● YOUR TASK:
Print all of the entries exactly, minus the pictures.

● TASK MATERIAL:
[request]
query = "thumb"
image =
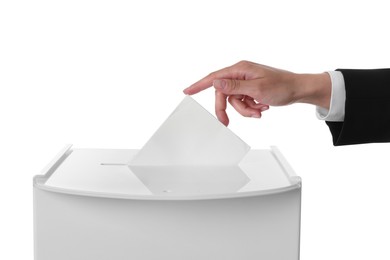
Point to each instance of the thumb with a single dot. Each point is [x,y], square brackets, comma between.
[233,86]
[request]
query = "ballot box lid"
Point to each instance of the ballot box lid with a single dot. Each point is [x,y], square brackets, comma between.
[106,173]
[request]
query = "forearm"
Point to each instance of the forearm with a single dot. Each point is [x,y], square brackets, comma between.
[315,89]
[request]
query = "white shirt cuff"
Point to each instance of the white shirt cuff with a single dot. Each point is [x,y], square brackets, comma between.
[337,102]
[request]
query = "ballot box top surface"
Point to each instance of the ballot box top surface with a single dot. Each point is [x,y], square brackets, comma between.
[107,173]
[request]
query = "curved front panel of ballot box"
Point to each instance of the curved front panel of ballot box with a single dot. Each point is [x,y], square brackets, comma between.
[90,204]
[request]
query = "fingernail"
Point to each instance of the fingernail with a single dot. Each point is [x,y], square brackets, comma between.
[219,83]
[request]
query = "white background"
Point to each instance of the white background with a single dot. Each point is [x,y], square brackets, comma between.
[105,74]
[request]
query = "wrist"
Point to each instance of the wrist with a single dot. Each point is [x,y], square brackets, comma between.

● WRITTEN ANSWER:
[request]
query = "thumb"
image =
Point to each instance of the thumb with a single dot. Each point is [x,y], square brackets, comma between.
[233,86]
[request]
query = "ballot box lid"
Point to each instance of the ballot box lid with a single dot. Each point is [x,y], square brackets, comma between.
[106,173]
[request]
query = "forearm"
Point to each instance of the forearm with a single dot. Each point is [x,y], square brackets, comma between.
[315,89]
[request]
query = "white shirt cuff"
Point to each instance of the white shirt cuff with a single dot. Each point is [x,y], square brackets, comma between.
[337,102]
[request]
query = "ballot box top surface"
Point to each instance of the ballot box top surface with a single dot. Each point is [x,y], square brackets, comma between.
[107,173]
[request]
query = "curved front panel of ballot box"
Point to each instance of the curved front panel of ballot box with a single dot. Each point is [x,y], square brackets, comma between.
[90,204]
[request]
query = "fingernail"
Point to each instance of the fingernail with a single dot. Each point is [x,y], square brackets, comma between.
[219,83]
[request]
query = "white background"
Point to each instance of the white background with a single dot. Each point is [x,y], square brackets, comma between.
[105,74]
[request]
query = "wrist"
Point to each instance of the wrist with a single dot. Each point is [x,y], square brackets, comma between.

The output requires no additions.